Set exercise - Count the lines in the material below that contain the string "span", treating uppercase and lowercase as different. Reply with the number alone.

───── Material ─────

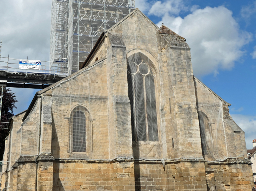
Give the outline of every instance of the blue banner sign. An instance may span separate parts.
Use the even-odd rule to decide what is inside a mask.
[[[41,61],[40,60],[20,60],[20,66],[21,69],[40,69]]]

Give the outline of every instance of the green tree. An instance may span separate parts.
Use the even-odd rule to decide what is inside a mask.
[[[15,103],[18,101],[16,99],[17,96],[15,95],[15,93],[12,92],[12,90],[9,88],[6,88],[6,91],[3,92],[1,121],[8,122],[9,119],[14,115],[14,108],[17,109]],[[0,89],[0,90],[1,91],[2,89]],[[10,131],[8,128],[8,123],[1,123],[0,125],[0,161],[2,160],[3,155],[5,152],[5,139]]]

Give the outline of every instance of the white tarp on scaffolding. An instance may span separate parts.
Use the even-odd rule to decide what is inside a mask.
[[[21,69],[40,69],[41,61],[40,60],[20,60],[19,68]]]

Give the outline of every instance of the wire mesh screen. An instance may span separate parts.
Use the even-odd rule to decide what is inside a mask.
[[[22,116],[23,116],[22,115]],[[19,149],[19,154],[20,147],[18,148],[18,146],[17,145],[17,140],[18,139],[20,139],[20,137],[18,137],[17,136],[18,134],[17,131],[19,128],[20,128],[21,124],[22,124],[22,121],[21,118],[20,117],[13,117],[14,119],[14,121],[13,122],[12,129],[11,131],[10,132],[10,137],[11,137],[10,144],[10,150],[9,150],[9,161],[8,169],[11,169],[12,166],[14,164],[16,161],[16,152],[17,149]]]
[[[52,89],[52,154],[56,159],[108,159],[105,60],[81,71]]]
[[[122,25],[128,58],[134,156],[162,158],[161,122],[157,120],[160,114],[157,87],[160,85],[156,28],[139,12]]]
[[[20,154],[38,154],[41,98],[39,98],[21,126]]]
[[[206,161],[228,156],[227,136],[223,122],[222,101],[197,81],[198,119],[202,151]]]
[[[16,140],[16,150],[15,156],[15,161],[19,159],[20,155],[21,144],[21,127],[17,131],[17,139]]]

─────
───── Material ─────

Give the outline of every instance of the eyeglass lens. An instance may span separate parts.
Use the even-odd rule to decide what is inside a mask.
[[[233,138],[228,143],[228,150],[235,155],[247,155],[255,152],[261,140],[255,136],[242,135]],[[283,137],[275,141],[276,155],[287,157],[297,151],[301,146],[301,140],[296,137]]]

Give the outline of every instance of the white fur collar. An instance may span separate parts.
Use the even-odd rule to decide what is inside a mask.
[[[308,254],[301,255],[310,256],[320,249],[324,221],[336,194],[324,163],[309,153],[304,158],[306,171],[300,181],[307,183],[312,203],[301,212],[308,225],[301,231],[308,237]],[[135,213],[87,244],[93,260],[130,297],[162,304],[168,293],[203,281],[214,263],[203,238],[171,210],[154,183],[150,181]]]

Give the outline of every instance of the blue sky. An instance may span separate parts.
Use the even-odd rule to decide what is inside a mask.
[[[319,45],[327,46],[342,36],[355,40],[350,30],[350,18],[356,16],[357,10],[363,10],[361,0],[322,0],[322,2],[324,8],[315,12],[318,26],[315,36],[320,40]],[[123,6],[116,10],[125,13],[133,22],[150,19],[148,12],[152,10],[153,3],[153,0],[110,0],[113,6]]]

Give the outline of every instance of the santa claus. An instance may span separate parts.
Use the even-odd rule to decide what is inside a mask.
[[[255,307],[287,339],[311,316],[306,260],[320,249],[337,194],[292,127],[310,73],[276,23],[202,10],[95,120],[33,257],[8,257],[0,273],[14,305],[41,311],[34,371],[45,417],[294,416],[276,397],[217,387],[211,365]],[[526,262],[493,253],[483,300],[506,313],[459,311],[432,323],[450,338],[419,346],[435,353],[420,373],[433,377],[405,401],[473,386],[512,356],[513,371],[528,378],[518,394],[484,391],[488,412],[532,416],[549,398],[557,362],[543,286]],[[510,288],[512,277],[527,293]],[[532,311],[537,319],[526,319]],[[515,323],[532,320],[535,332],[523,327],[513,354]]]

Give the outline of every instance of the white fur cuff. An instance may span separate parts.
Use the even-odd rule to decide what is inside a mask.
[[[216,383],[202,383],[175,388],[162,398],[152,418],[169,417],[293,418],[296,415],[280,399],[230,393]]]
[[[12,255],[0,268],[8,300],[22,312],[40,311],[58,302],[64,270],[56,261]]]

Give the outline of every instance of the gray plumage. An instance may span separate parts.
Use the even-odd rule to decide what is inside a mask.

─────
───── Material ─────

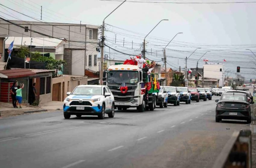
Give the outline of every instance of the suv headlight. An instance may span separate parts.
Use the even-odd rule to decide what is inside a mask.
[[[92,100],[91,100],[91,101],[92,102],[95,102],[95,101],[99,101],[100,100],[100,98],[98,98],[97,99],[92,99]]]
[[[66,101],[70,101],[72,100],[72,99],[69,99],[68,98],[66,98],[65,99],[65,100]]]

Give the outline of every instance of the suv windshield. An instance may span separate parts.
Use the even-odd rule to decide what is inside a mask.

─────

Answer to the exercise - 12